▸ REQUEST: Reproduce the data below, switching each occurrence of "wooden" to "timber" and keeping everything else the same.

Bounding box annotation data:

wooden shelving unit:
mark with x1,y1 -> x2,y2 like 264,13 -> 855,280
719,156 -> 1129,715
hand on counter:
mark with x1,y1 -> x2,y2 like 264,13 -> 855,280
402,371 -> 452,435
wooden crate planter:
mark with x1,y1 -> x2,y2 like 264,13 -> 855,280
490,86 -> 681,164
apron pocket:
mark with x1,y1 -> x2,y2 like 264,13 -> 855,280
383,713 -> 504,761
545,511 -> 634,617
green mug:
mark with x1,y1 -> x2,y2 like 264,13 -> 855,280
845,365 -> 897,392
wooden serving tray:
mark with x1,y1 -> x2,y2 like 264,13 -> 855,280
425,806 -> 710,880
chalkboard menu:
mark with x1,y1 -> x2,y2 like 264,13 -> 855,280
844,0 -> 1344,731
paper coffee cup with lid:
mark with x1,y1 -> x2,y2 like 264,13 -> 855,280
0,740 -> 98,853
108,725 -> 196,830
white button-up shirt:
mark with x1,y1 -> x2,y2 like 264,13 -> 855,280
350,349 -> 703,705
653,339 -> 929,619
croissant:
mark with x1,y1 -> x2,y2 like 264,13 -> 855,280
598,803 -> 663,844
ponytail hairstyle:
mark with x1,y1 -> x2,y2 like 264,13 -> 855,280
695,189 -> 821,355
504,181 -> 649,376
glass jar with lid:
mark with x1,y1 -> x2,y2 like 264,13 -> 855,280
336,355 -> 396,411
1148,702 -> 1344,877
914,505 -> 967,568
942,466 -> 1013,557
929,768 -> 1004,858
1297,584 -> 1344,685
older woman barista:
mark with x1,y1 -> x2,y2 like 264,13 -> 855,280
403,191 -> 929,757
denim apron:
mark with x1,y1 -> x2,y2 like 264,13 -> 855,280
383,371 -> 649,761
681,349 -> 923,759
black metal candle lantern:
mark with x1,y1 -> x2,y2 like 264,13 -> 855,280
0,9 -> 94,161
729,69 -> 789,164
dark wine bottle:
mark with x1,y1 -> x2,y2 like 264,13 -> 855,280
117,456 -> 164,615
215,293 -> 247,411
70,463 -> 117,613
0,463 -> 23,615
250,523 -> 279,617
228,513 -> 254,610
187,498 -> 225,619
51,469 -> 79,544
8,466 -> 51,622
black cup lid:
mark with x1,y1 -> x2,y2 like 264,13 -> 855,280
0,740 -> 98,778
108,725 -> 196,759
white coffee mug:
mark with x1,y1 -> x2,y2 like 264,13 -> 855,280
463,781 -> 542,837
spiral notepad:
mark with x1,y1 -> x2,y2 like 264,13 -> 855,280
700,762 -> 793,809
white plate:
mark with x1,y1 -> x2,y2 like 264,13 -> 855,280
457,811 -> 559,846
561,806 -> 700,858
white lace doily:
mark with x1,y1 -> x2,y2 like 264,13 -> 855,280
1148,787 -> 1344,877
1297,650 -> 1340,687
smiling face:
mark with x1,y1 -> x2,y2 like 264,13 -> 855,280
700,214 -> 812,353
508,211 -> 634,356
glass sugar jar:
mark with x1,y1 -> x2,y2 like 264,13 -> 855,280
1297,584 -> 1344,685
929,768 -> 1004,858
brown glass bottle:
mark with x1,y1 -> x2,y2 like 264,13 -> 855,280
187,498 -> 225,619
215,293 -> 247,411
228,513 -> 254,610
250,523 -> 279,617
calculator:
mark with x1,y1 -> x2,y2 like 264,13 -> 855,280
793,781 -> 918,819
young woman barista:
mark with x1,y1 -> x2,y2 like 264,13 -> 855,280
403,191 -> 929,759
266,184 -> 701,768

▸ RESPONSE TO THE EXERCISE:
timber shelving unit:
mark with x1,y1 -> x2,y2 like 264,13 -> 855,280
719,156 -> 1129,715
hand on counter:
mark with x1,y1 -> x2,y2 like 264,13 -> 855,280
402,371 -> 452,435
timber crate planter:
mark with x1,y1 -> x2,y2 like 264,13 -> 855,280
490,86 -> 681,164
apron pocket:
mark with x1,y1 -> x2,y2 like 264,13 -> 855,280
383,713 -> 504,761
545,511 -> 634,617
green mug:
mark with x1,y1 -> x2,y2 like 264,13 -> 855,280
845,365 -> 897,392
timber serving tray:
mark with x1,y1 -> x2,y2 like 264,13 -> 855,280
425,806 -> 710,880
chalkboard menu:
mark with x1,y1 -> x2,y2 like 264,13 -> 855,280
844,0 -> 1344,731
paper coffee cup with lid:
mark with x1,y1 -> x2,y2 like 264,13 -> 855,280
0,740 -> 98,853
108,725 -> 196,830
white button-up shirt:
mark with x1,y1 -> x2,y2 like 264,13 -> 855,280
350,349 -> 703,705
653,339 -> 929,619
croissant:
mark with x1,y1 -> x2,y2 like 264,13 -> 855,280
598,803 -> 663,844
ponytail hairstyle:
mark with x1,y1 -> x2,y2 like 264,13 -> 855,280
695,189 -> 821,355
504,181 -> 649,376
glass jar with lid:
mark with x1,y1 -> x2,y2 like 264,13 -> 855,280
336,355 -> 396,411
1148,702 -> 1344,877
914,505 -> 967,568
942,466 -> 1013,557
929,768 -> 1004,858
1297,584 -> 1344,685
older woman barista:
mark with x1,y1 -> x2,y2 like 264,13 -> 855,280
403,191 -> 929,757
denim apron:
mark with x1,y1 -> x2,y2 like 264,13 -> 855,280
383,371 -> 649,761
681,349 -> 923,759
black metal candle lantern:
mark with x1,y1 -> x2,y2 like 264,13 -> 855,280
0,9 -> 94,161
729,69 -> 789,164
dark wine bottle:
mark with x1,y1 -> x2,y2 like 264,13 -> 855,280
117,456 -> 164,615
215,293 -> 247,411
70,463 -> 117,613
0,463 -> 23,615
250,523 -> 279,617
228,513 -> 254,610
187,498 -> 225,619
51,469 -> 79,544
8,466 -> 51,622
black cup lid:
mark with x1,y1 -> x2,y2 like 264,13 -> 855,280
0,740 -> 98,778
108,725 -> 196,759
white coffee mug:
mark with x1,y1 -> x2,y2 like 264,13 -> 855,280
463,781 -> 542,837
spiral notepad:
mark with x1,y1 -> x2,y2 like 264,13 -> 855,280
700,762 -> 793,809
white plate:
mark with x1,y1 -> x2,y2 like 264,13 -> 855,280
457,811 -> 559,846
561,806 -> 700,858
white lace doily:
mark with x1,y1 -> x2,y2 like 264,13 -> 855,280
1148,787 -> 1344,877
1297,650 -> 1340,687
smiling face:
mark with x1,y1 -> x2,y2 like 264,13 -> 855,280
700,214 -> 812,353
508,211 -> 634,356
glass sugar jar:
mark with x1,y1 -> x2,y2 like 264,13 -> 855,280
1297,584 -> 1344,685
929,768 -> 1004,858
brown glass bottle:
mark with x1,y1 -> x2,y2 like 264,13 -> 855,280
187,498 -> 225,619
215,293 -> 247,411
228,513 -> 254,610
250,523 -> 279,617
calculator:
mark with x1,y1 -> x2,y2 like 264,13 -> 855,280
793,781 -> 918,819
young woman barista:
mark with x1,y1 -> x2,y2 like 264,13 -> 855,280
403,191 -> 929,759
266,184 -> 701,768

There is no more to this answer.